In another example, an application comprises Software or a virtual network function (VNF) implementing a reinforcement learning agent. In another example, an application comprises Software/VNF implementing data collection for supervised training of machine learning models. More generally, an application may comprise any software or hardware component configured to obtain data with which to train a model in the manner described herein.
The first node 200 is configured (e.g. adapted, operative, or programmed) to perform any of the embodiments of the method 300 as described below. It will be appreciated that the first node 200 may comprise one or more virtual machines running different software and/or processes. The first node 200 may therefore comprise one or more servers, switches and/or storage devices and/or may comprise cloud computing infrastructure or infrastructure configured to perform in a distributed manner, that runs the software and/or processes.
The first node 200 may comprise a processor (e.g. processing circuitry or logic) 202. The processor 202 may control the operation of the first node 200 in the manner described herein. The processor 202 can comprise one or more processors, processing units, multi-core processors or modules that are configured or programmed to control the first node 200 in the manner described herein. In particular implementations, the processor 202 can comprise a plurality of software and/or hardware modules that are each configured to perform, or are for performing, individual or multiple steps of the functionality of the first node 200 as described herein.
The first node 200 may comprise a memory 204. In some embodiments, the memory 204 of the first node 200 can be configured to store program code or instructions 206 that can be executed by the processor 202 of the first node 200 to perform the functionality described herein. Alternatively or in addition, the memory 204 of the first node 200, can be configured to store any requests, resources, information, data, signals, or similar that are described herein. The processor 202 of the first node 200 may be configured to control the memory 204 of the first node 200 to store any requests, resources, information, data, signals, or similar that are described herein.
It will be appreciated that the first node 200 may comprise other components in addition or alternatively to those indicated in Fig. 2. For example, in some embodiments, the first node 200 may comprise a communications interface. The communications interface may be for use in communicating with other nodes in the communications network, (e.g. such as other physical or virtual nodes). For example, the communications interface may be configured to transmit to and/or receive from other nodes or network functions requests, resources, information, data, signals, or similar. The processor 202 of first node 200 may be configured to control such a communications interface to transmit to and/or receive from other nodes or network functions requests, resources, information, data, signals, or similar.

....

*TO DO*
Reproduce the full passage above about the first node and its processor, memory, and communications interface, word for word.

Entries from a dataset
....

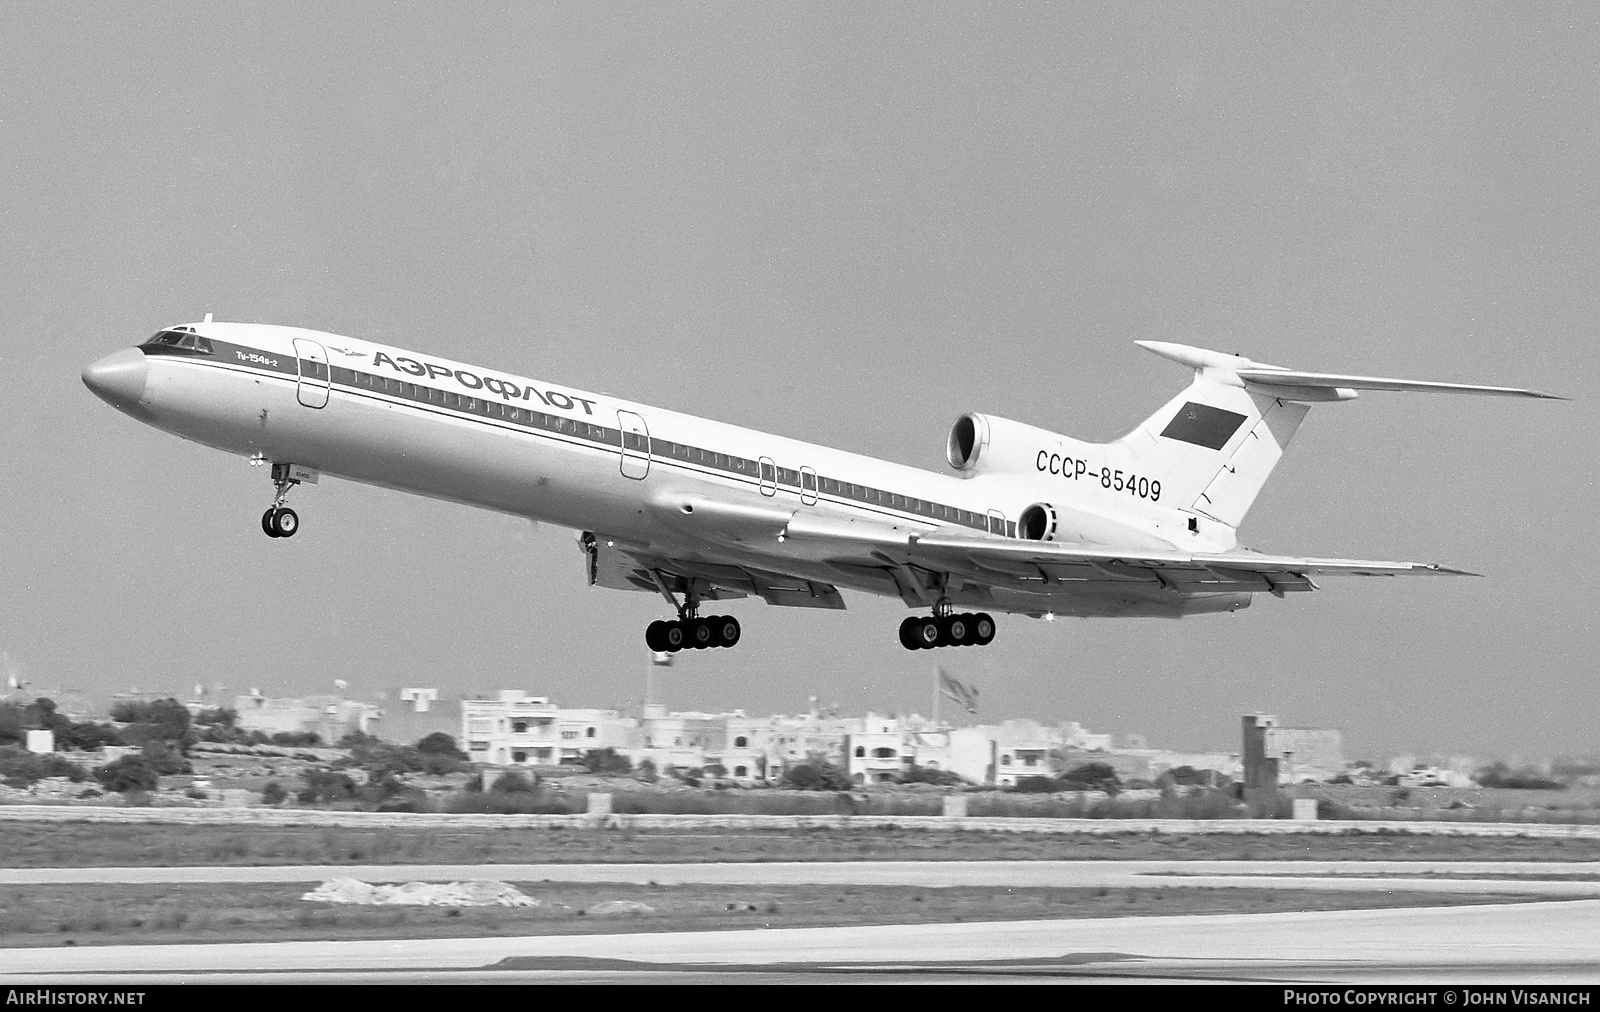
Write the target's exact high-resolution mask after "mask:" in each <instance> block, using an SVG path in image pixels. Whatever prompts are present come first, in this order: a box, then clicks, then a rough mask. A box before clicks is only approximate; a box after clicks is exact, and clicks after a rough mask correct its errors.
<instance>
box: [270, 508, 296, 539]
mask: <svg viewBox="0 0 1600 1012" xmlns="http://www.w3.org/2000/svg"><path fill="white" fill-rule="evenodd" d="M272 530H274V532H275V533H277V535H278V536H280V538H293V536H294V532H298V530H299V514H298V512H294V511H293V509H290V508H288V506H283V508H280V509H274V511H272Z"/></svg>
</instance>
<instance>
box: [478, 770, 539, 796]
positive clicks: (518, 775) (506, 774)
mask: <svg viewBox="0 0 1600 1012" xmlns="http://www.w3.org/2000/svg"><path fill="white" fill-rule="evenodd" d="M538 786H539V778H538V777H534V778H533V780H531V781H530V780H528V778H526V777H523V775H522V773H518V772H517V770H510V772H506V773H501V775H499V777H496V778H494V783H491V785H490V793H493V794H533V791H534V789H536V788H538Z"/></svg>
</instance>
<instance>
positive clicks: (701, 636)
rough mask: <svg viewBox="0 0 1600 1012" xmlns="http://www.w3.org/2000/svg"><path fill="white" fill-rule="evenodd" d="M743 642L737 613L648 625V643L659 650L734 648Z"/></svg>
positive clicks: (715, 615) (712, 615) (684, 649)
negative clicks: (736, 645)
mask: <svg viewBox="0 0 1600 1012" xmlns="http://www.w3.org/2000/svg"><path fill="white" fill-rule="evenodd" d="M736 642H739V620H738V618H734V616H733V615H712V616H710V618H680V620H678V621H653V623H650V626H646V628H645V644H646V645H650V649H651V650H656V652H658V653H677V652H678V650H706V649H710V647H731V645H734V644H736Z"/></svg>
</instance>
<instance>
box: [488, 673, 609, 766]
mask: <svg viewBox="0 0 1600 1012" xmlns="http://www.w3.org/2000/svg"><path fill="white" fill-rule="evenodd" d="M637 729H638V721H634V719H632V717H624V716H622V714H621V713H618V711H614V709H590V708H576V709H570V708H562V706H557V705H555V703H552V701H550V698H549V697H536V695H528V693H526V692H522V690H520V689H502V690H501V692H499V693H498V695H494V697H472V698H466V700H462V701H461V740H462V741H464V743H466V748H467V756H469V757H470V759H472V761H474V762H490V764H493V765H560V764H573V762H576V761H578V759H579V757H581V756H582V754H584V753H587V751H589V749H597V748H613V749H616V751H618V753H624V754H626V753H629V751H630V745H632V741H634V737H635V732H637Z"/></svg>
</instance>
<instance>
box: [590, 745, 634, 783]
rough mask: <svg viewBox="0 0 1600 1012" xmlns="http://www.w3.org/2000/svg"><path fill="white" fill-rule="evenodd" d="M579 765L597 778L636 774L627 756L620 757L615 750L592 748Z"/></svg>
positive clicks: (625, 776)
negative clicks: (631, 773) (618, 755)
mask: <svg viewBox="0 0 1600 1012" xmlns="http://www.w3.org/2000/svg"><path fill="white" fill-rule="evenodd" d="M578 765H581V767H584V769H586V770H589V772H590V773H594V775H597V777H627V775H629V773H632V772H634V764H632V762H629V759H627V756H618V754H616V749H614V748H610V746H606V748H592V749H589V751H587V753H584V754H582V756H579V759H578Z"/></svg>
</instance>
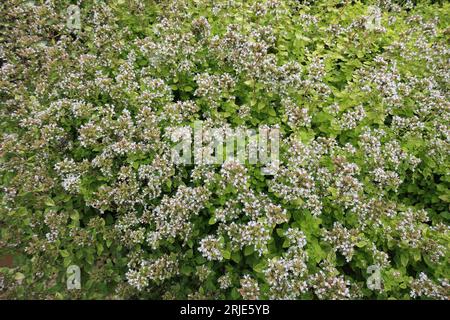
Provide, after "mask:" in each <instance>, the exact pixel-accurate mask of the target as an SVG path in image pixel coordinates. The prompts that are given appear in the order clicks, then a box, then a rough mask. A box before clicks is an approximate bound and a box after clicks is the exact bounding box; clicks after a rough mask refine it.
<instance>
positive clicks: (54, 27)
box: [0, 0, 450, 299]
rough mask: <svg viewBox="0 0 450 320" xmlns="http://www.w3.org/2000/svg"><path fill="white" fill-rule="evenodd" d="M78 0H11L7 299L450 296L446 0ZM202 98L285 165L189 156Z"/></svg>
mask: <svg viewBox="0 0 450 320" xmlns="http://www.w3.org/2000/svg"><path fill="white" fill-rule="evenodd" d="M75 3H76V2H71V1H45V2H44V1H30V2H23V1H18V0H7V1H2V2H1V4H0V12H1V13H0V21H1V29H0V30H1V35H0V43H1V47H0V59H1V60H0V64H1V70H2V71H1V76H0V105H1V111H0V117H1V131H0V132H1V136H0V141H1V142H0V157H1V162H0V172H1V187H2V188H1V190H0V197H1V203H2V204H1V207H0V227H1V237H0V253H1V254H13V255H14V258H15V261H14V267H12V268H2V269H0V270H1V271H0V290H1V295H2V298H19V299H23V298H38V299H101V298H107V299H128V298H139V299H162V298H164V299H180V298H190V299H196V298H203V299H240V298H246V299H249V298H262V299H267V298H271V299H275V298H281V299H387V298H395V299H411V298H422V299H430V298H431V299H448V297H449V285H448V278H449V265H448V261H449V250H448V249H449V228H448V222H449V201H450V200H449V199H450V192H449V182H450V180H449V165H450V162H449V142H450V141H449V123H450V121H449V119H450V117H449V115H450V113H449V110H450V109H449V106H450V104H449V95H448V88H449V86H448V84H449V83H448V82H449V73H448V69H449V68H448V67H449V51H448V45H449V34H450V29H449V26H448V22H449V13H450V12H449V4H448V3H446V2H440V1H411V2H409V1H388V0H380V1H340V0H327V1H289V0H286V1H253V0H251V1H232V2H229V1H214V2H208V1H124V0H122V1H120V0H115V1H108V2H102V1H82V2H81V3H78V5H79V7H80V8H81V22H82V24H81V26H82V28H81V30H80V31H78V32H77V31H74V30H69V29H68V28H67V27H66V20H67V11H66V10H67V7H68V6H69V5H70V4H75ZM371 5H376V6H377V7H379V8H380V9H381V21H382V26H381V27H380V28H376V29H368V28H367V21H368V19H369V17H368V15H367V14H368V9H369V7H370V6H371ZM228 76H229V77H228ZM196 119H201V120H205V121H207V122H208V123H210V124H211V125H214V126H223V127H236V126H246V127H250V128H257V127H258V126H259V125H263V124H265V125H278V126H279V128H280V129H281V131H282V132H283V137H284V138H283V139H284V140H283V144H282V153H281V159H280V161H281V168H282V172H281V173H280V175H279V176H276V177H268V176H262V175H261V174H260V173H259V172H260V171H259V169H260V168H259V167H254V166H251V165H246V166H235V167H233V166H222V167H221V166H208V167H205V168H203V167H200V168H197V167H194V166H192V167H182V166H177V167H175V166H171V164H170V163H168V162H167V156H168V154H170V153H169V152H168V150H169V149H170V143H169V142H168V139H167V137H165V136H164V132H165V131H167V130H170V129H169V128H170V127H172V126H177V125H189V124H192V122H193V121H194V120H196ZM155 159H156V160H155ZM242 177H245V178H242ZM240 179H241V180H240ZM242 179H243V180H242ZM236 212H237V213H236ZM219 213H220V214H222V215H224V216H225V218H223V219H222V220H220V218H218V217H220V215H219ZM255 224H256V226H257V227H256V229H252V226H254V225H255ZM258 228H260V229H261V230H262V231H261V230H259V229H258ZM257 229H258V230H257ZM155 237H156V239H157V240H155ZM208 237H209V238H208ZM204 239H209V240H211V241H209V242H208V241H206V240H204ZM240 244H243V245H242V246H240ZM202 245H203V247H202ZM200 248H203V249H200ZM71 264H76V265H78V266H80V268H81V270H82V290H79V291H76V290H75V291H73V290H72V291H69V290H67V289H66V268H67V266H69V265H71ZM370 265H380V267H381V270H382V272H381V276H382V289H381V290H371V289H369V288H368V287H367V285H366V282H367V279H368V278H369V277H370V274H368V273H367V268H368V267H369V266H370Z"/></svg>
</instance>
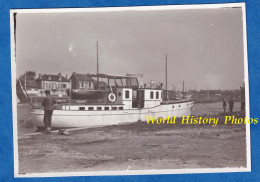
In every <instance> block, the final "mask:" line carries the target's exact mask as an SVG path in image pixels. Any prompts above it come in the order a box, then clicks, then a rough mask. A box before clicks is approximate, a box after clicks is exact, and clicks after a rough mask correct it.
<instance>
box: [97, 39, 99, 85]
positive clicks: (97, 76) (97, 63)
mask: <svg viewBox="0 0 260 182" xmlns="http://www.w3.org/2000/svg"><path fill="white" fill-rule="evenodd" d="M98 74H99V72H98V41H97V87H98V88H99V77H98Z"/></svg>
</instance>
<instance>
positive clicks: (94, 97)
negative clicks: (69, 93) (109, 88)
mask: <svg viewBox="0 0 260 182" xmlns="http://www.w3.org/2000/svg"><path fill="white" fill-rule="evenodd" d="M105 93H106V91H105V90H79V89H72V90H71V98H72V99H80V100H85V99H89V100H96V99H101V98H104V96H105Z"/></svg>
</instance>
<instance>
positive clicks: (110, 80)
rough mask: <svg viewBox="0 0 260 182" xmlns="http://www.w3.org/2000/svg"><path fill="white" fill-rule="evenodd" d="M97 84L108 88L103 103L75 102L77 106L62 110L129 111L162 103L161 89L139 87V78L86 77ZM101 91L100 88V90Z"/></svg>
mask: <svg viewBox="0 0 260 182" xmlns="http://www.w3.org/2000/svg"><path fill="white" fill-rule="evenodd" d="M88 76H89V77H92V78H94V79H96V80H97V84H98V83H99V82H104V81H105V80H106V83H107V85H108V87H109V88H106V89H108V92H107V94H106V97H105V98H104V100H103V101H100V100H99V101H92V102H87V101H84V100H81V101H79V100H78V101H77V105H76V104H75V105H73V104H72V105H70V106H68V105H66V106H64V107H63V108H62V109H65V110H67V109H69V110H89V111H95V110H96V111H99V110H129V109H143V108H151V107H155V106H158V105H160V103H161V102H162V98H163V97H162V89H159V88H147V87H146V88H144V87H143V86H142V85H140V84H139V83H140V78H139V79H138V78H137V77H135V76H118V75H105V74H98V75H90V74H89V75H88ZM100 89H101V88H100Z"/></svg>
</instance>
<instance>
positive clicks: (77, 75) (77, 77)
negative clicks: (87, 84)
mask: <svg viewBox="0 0 260 182" xmlns="http://www.w3.org/2000/svg"><path fill="white" fill-rule="evenodd" d="M73 75H74V76H76V78H77V79H78V81H90V82H94V79H93V78H91V77H90V76H89V75H88V74H78V73H73ZM73 75H72V76H73Z"/></svg>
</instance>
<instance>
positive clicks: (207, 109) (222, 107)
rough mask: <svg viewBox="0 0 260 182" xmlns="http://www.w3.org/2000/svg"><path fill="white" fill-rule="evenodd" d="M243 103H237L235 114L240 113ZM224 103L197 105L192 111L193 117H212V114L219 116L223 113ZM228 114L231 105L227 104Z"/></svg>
mask: <svg viewBox="0 0 260 182" xmlns="http://www.w3.org/2000/svg"><path fill="white" fill-rule="evenodd" d="M240 108H241V103H240V102H235V103H234V107H233V112H237V111H240ZM223 112H224V109H223V103H222V102H216V103H195V104H194V105H193V109H192V112H191V113H192V115H195V116H196V115H212V114H219V113H223ZM226 112H229V105H228V104H227V107H226Z"/></svg>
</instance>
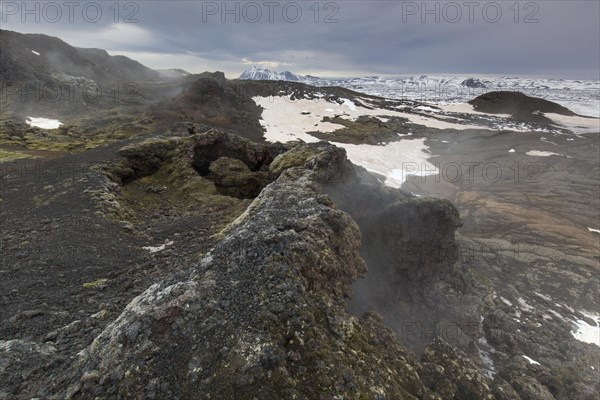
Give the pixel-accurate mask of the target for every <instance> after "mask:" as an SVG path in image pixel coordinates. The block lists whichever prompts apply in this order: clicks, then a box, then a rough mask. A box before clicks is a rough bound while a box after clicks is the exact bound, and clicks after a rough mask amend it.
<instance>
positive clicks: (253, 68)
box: [238, 66, 319, 82]
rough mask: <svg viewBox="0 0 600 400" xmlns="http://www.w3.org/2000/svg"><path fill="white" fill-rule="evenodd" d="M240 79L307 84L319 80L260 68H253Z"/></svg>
mask: <svg viewBox="0 0 600 400" xmlns="http://www.w3.org/2000/svg"><path fill="white" fill-rule="evenodd" d="M238 79H241V80H253V81H290V82H306V81H312V80H318V79H319V78H317V77H316V76H311V75H306V76H303V75H298V74H295V73H293V72H290V71H283V72H277V71H272V70H270V69H265V68H258V67H256V66H253V67H252V68H250V69H247V70H246V71H244V72H242V74H241V75H240V77H239V78H238Z"/></svg>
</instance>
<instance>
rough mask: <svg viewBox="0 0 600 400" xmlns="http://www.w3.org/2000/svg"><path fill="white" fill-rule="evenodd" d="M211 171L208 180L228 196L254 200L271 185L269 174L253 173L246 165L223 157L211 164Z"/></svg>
mask: <svg viewBox="0 0 600 400" xmlns="http://www.w3.org/2000/svg"><path fill="white" fill-rule="evenodd" d="M209 170H210V173H209V174H208V176H207V178H208V179H210V180H211V181H213V182H214V183H215V185H216V187H217V190H218V191H219V192H220V193H222V194H224V195H227V196H233V197H237V198H244V199H253V198H255V197H256V196H258V194H259V193H260V191H261V190H262V189H263V188H264V187H265V186H266V185H267V183H269V173H268V172H266V171H256V172H252V171H250V168H248V166H247V165H246V164H245V163H243V162H242V161H240V160H237V159H234V158H229V157H221V158H219V159H217V160H215V161H213V162H212V163H211V164H210V167H209Z"/></svg>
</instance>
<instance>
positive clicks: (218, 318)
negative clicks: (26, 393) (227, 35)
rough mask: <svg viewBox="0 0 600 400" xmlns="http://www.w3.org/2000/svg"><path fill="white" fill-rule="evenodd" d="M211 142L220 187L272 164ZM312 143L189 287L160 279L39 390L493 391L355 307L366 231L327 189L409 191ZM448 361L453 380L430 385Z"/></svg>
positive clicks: (440, 348)
mask: <svg viewBox="0 0 600 400" xmlns="http://www.w3.org/2000/svg"><path fill="white" fill-rule="evenodd" d="M200 136H201V135H200ZM207 136H209V137H208V138H207V137H195V138H193V140H194V141H195V143H196V144H197V143H203V145H202V146H201V148H202V149H203V152H202V154H203V155H204V156H203V157H204V159H205V160H210V159H212V158H214V157H216V156H218V157H217V158H216V159H214V160H212V161H211V164H209V174H208V176H210V175H211V174H212V175H213V178H214V179H215V182H220V184H225V182H230V181H228V179H230V178H231V177H228V174H229V175H230V174H231V172H232V171H237V172H238V173H239V176H238V177H237V178H236V179H238V180H237V181H236V180H235V179H233V180H232V181H231V183H232V184H235V185H238V187H240V186H239V185H240V184H241V183H242V181H244V179H242V178H243V177H244V176H248V174H252V173H253V171H252V169H253V168H252V166H254V168H256V167H257V166H258V168H256V169H261V168H263V165H264V166H265V168H267V167H266V165H268V164H270V161H269V153H268V152H267V153H261V152H260V151H255V150H256V148H255V147H253V146H250V145H249V144H248V143H246V142H245V141H240V143H236V144H234V143H233V142H234V141H235V140H234V139H233V138H228V137H223V136H220V137H219V138H220V139H219V138H215V136H212V137H211V134H210V133H209V134H207ZM219 140H222V141H223V142H226V143H225V145H224V146H223V147H219V146H218V145H214V146H213V145H212V144H211V143H213V144H214V143H217V142H218V141H219ZM230 140H231V143H230V142H229V141H230ZM244 146H247V147H245V148H246V150H247V151H246V153H244V152H241V153H239V154H237V157H236V158H235V159H231V158H228V156H227V154H229V153H228V152H230V151H232V150H231V149H233V148H236V149H237V150H240V147H244ZM302 146H306V147H305V148H298V149H295V150H294V153H293V154H295V155H298V154H300V155H302V157H299V158H300V159H303V161H298V162H296V161H297V160H298V158H297V157H295V156H291V157H290V159H294V160H296V161H294V162H292V163H287V161H286V162H284V161H285V159H284V158H283V157H282V158H280V160H281V161H282V163H281V165H286V164H287V168H282V171H277V174H276V175H279V177H278V178H277V179H276V180H275V181H274V182H272V183H271V184H269V185H268V186H266V187H265V188H264V189H262V191H261V192H260V194H258V196H257V197H256V198H255V199H254V201H253V202H252V204H251V205H250V206H249V207H248V209H247V210H246V211H245V212H244V213H243V214H242V215H241V216H239V217H238V219H237V220H236V221H234V223H232V224H230V226H229V227H228V228H227V229H226V230H225V231H224V232H223V235H222V240H221V241H220V242H219V243H218V244H217V245H216V246H215V247H214V248H213V249H212V250H211V251H210V252H209V253H208V254H206V255H205V256H203V257H202V259H201V260H199V262H198V263H197V264H196V265H193V266H191V271H190V273H189V277H188V278H187V279H184V280H180V281H177V282H169V283H166V282H163V283H157V284H155V285H153V286H151V287H150V288H148V290H146V291H145V292H144V293H143V294H141V295H140V296H138V297H137V298H135V299H134V300H133V301H132V302H131V303H130V304H129V305H128V306H127V308H126V309H125V310H124V311H123V313H122V314H121V315H120V316H119V317H118V318H117V319H116V320H115V321H114V322H113V323H111V324H110V325H108V327H107V328H106V329H105V330H104V332H103V333H102V334H101V335H100V336H98V337H97V338H96V340H94V342H93V343H92V344H91V345H90V346H89V347H88V348H86V349H85V350H84V351H83V352H82V353H81V356H80V358H79V359H78V360H77V362H76V363H75V364H74V366H73V367H72V368H71V369H70V370H69V371H68V373H67V374H65V375H63V376H62V377H60V378H59V379H55V380H53V382H52V386H51V387H50V389H48V390H46V391H45V392H44V393H41V394H43V395H44V396H46V397H50V398H90V397H97V398H193V399H201V398H219V399H234V398H235V399H254V398H259V399H281V398H289V399H294V398H296V399H319V398H325V399H342V398H356V399H363V398H364V399H367V398H368V399H417V398H430V399H442V398H445V397H444V396H446V395H448V394H450V393H454V396H455V398H457V399H467V398H471V397H468V396H470V394H471V393H480V394H484V395H485V394H486V393H485V392H484V389H483V388H482V387H483V383H481V382H480V380H479V375H476V374H475V372H473V371H472V368H471V365H470V364H469V363H468V360H467V359H466V357H459V356H457V355H456V354H455V353H451V351H450V349H451V348H450V347H448V348H446V347H442V346H441V345H438V347H435V349H436V351H437V352H444V351H448V352H449V354H451V356H448V357H445V358H444V357H442V356H438V354H437V353H435V352H433V353H432V354H434V355H435V357H434V356H433V355H432V356H431V357H430V359H428V360H427V362H428V363H430V364H431V365H433V364H435V365H436V368H437V369H436V368H434V369H428V368H427V367H421V366H420V364H419V362H418V361H417V360H416V358H415V357H414V356H413V355H412V354H411V353H410V352H409V351H408V350H407V349H406V348H405V347H403V346H402V345H401V344H400V342H398V340H397V339H396V337H395V335H394V334H393V333H392V332H391V331H390V330H388V329H387V328H386V327H384V324H383V320H382V319H381V318H380V317H378V316H377V315H375V314H372V313H367V314H365V315H364V316H362V317H357V316H353V315H350V314H348V313H347V312H346V304H345V299H346V298H348V297H349V296H350V295H351V293H352V283H353V282H354V281H355V280H356V279H358V278H360V277H362V276H364V275H365V273H366V265H365V263H364V261H363V258H362V257H361V255H360V253H359V250H360V246H361V233H360V230H359V226H358V225H357V224H356V223H355V221H354V220H353V219H352V218H351V217H350V215H349V214H347V213H345V212H343V211H341V210H339V209H338V208H337V207H336V205H335V204H334V202H333V201H332V200H331V198H330V197H329V196H327V195H325V194H323V192H324V188H325V187H327V186H328V185H331V184H334V185H342V186H343V185H345V184H350V186H346V188H348V187H354V186H353V185H361V184H372V185H375V186H373V188H377V189H376V190H373V191H371V193H372V194H371V196H373V198H377V199H385V200H391V199H396V200H398V199H401V198H404V197H403V196H404V195H398V196H399V197H395V195H393V194H392V193H391V192H388V191H387V189H385V188H383V187H382V186H381V185H379V186H377V184H376V183H375V181H373V180H372V178H370V177H368V175H364V170H361V169H356V168H355V167H353V166H352V164H350V163H349V162H348V161H347V159H346V157H345V153H344V151H343V150H341V149H338V148H336V147H334V146H331V145H329V144H326V143H317V144H311V145H302ZM192 148H194V149H196V150H197V149H198V147H192ZM224 149H225V150H224ZM227 149H229V150H227ZM249 149H255V150H249ZM237 150H236V151H237ZM198 153H199V152H196V153H194V154H198ZM196 160H198V158H197V157H196ZM271 161H272V160H271ZM259 165H260V166H259ZM256 172H260V171H256ZM265 172H268V168H267V171H265ZM214 175H219V178H218V179H217V178H215V177H214ZM270 176H274V175H273V174H271V175H270ZM361 182H363V183H361ZM365 182H366V183H365ZM242 186H243V185H242ZM342 186H340V188H341V187H342ZM232 187H233V186H232ZM340 198H341V197H340ZM426 204H427V203H426ZM428 207H431V206H428ZM451 215H452V214H451ZM432 218H435V217H432ZM438 367H439V368H441V370H442V371H446V370H447V371H453V374H452V375H447V376H445V379H446V380H444V381H443V382H442V383H440V384H437V385H431V384H430V383H431V382H432V379H435V378H432V377H437V375H436V373H437V372H436V371H438V369H439V368H438ZM419 371H420V372H419ZM477 390H479V391H477ZM436 392H437V393H436ZM482 398H483V397H482Z"/></svg>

....

*SOLUTION TO THIS EXERCISE*
In another example, an application comprises Software or a virtual network function (VNF) implementing a reinforcement learning agent. In another example, an application comprises Software/VNF implementing data collection for supervised training of machine learning models. More generally, an application may comprise any software or hardware component configured to obtain data with which to train a model in the manner described herein.
The first node 200 is configured (e.g. adapted, operative, or programmed) to perform any of the embodiments of the method 300 as described below. It will be appreciated that the first node 200 may comprise one or more virtual machines running different software and/or processes. The first node 200 may therefore comprise one or more servers, switches and/or storage devices and/or may comprise cloud computing infrastructure or infrastructure configured to perform in a distributed manner, that runs the software and/or processes.
The first node 200 may comprise a processor (e.g. processing circuitry or logic) 202. The processor 202 may control the operation of the first node 200 in the manner described herein. The processor 202 can comprise one or more processors, processing units, multi-core processors or modules that are configured or programmed to control the first node 200 in the manner described herein. In particular implementations, the processor 202 can comprise a plurality of software and/or hardware modules that are each configured to perform, or are for performing, individual or multiple steps of the functionality of the first node 200 as described herein.
The first node 200 may comprise a memory 204. In some embodiments, the memory 204 of the first node 200 can be configured to store program code or instructions 206 that can be executed by the processor 202 of the first node 200 to perform the functionality described herein. Alternatively or in addition, the memory 204 of the first node 200, can be configured to store any requests, resources, information, data, signals, or similar that are described herein. The processor 202 of the first node 200 may be configured to control the memory 204 of the first node 200 to store any requests, resources, information, data, signals, or similar that are described herein.
It will be appreciated that the first node 200 may comprise other components in addition or alternatively to those indicated in Fig. 2. For example, in some embodiments, the first node 200 may comprise a communications interface. The communications interface may be for use in communicating with other nodes in the communications network, (e.g. such as other physical or virtual nodes). For example, the communications interface may be configured to transmit to and/or receive from other nodes or network functions requests, resources, information, data, signals, or similar. The processor 202 of first node 200 may be configured to control such a communications interface to transmit to and/or receive from other nodes or network functions requests, resources, information, data, signals, or similar.